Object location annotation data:
** begin **
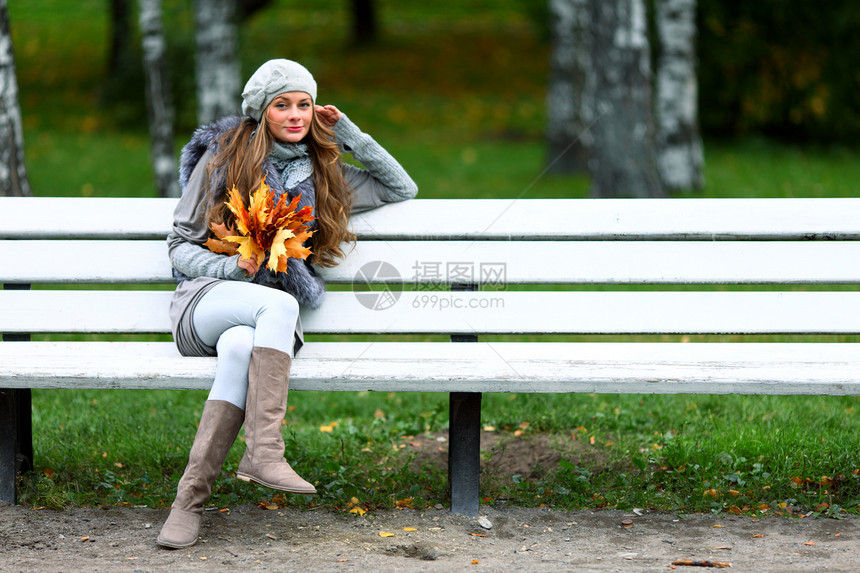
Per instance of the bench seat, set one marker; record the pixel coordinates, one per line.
(521, 367)
(93, 277)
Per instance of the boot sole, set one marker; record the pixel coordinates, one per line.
(175, 545)
(248, 478)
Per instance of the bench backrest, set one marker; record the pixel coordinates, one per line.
(540, 267)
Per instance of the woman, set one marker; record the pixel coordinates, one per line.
(245, 314)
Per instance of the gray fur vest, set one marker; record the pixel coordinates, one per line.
(300, 280)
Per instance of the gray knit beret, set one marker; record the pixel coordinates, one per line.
(271, 79)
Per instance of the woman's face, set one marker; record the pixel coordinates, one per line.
(289, 116)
** end **
Print the entries above exactly, taking out only the pictures.

Per instance of the bench seat, set one marker; record the pixel coordinates, one per line.
(521, 367)
(93, 277)
Per instance of the boot sole, set one marker; record the pixel coordinates, one per line.
(175, 545)
(248, 478)
Per instance of the bench backrest, set one marker; record the pixel coordinates, one per line.
(540, 267)
Per instance of the woman, set one marker; record the pixel coordinates, one per line.
(245, 314)
Per instance of the gray fur vest, set one marker; record the pixel coordinates, one per line.
(300, 280)
Per instance of the gray knit beret, set one marker; record the pixel coordinates, one per line.
(271, 79)
Per instance of the woman's face, set one marker; record the pixel coordinates, one per line.
(289, 116)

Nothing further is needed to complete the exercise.